- _Task directions_
Copy out the lines below word for word.

- _Records shown_
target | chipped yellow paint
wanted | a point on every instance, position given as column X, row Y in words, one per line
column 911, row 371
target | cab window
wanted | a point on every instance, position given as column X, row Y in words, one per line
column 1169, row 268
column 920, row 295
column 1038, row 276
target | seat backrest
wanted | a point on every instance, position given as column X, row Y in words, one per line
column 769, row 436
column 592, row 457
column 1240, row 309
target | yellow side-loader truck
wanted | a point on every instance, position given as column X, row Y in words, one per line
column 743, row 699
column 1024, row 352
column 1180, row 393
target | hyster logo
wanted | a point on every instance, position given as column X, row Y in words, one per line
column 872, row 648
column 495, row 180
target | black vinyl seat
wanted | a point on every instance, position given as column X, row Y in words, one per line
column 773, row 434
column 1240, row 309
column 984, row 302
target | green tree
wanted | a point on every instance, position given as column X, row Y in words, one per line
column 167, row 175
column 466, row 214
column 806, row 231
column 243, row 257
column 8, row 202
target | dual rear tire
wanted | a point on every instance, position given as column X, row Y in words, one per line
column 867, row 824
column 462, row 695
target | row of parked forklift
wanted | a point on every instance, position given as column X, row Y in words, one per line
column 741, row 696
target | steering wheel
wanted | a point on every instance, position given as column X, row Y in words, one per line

- _The answer_
target | chipped yellow paint
wanted | a point on every instance, position given as column X, row Y in words, one per line
column 911, row 371
target | cab window
wanted | a point on every instance, position given as column X, row Y in words, one per line
column 1169, row 268
column 920, row 295
column 1038, row 276
target | seat backrest
wanted | a point on every instance, position given as column X, row Y in words, one per line
column 769, row 436
column 592, row 457
column 1240, row 309
target | yellow side-loader truck
wanted | a point on every instance, position given as column X, row Y in words, one per line
column 743, row 699
column 1024, row 352
column 1180, row 393
target | hyster logo
wanted | a point on every instance, position given as column X, row Y in words, one per line
column 872, row 648
column 495, row 180
target | black vinyl seat
wanted | a point on every instance, position given as column X, row Y in words, one per line
column 773, row 434
column 1240, row 309
column 984, row 302
target | green tree
wanted | a point on every instance, position given as column X, row Y in words, one per line
column 167, row 175
column 466, row 214
column 806, row 231
column 243, row 257
column 8, row 202
target | dual rear tire
wanted | a point on every instance, position given as column X, row Y in words, one per line
column 867, row 824
column 462, row 695
target | row of parked forklift
wanted | a point on every instance, position given as column X, row Y in words, one per line
column 741, row 696
target | steering wheel
wanted | a point on every instance, position given as column X, row Y in words, one per line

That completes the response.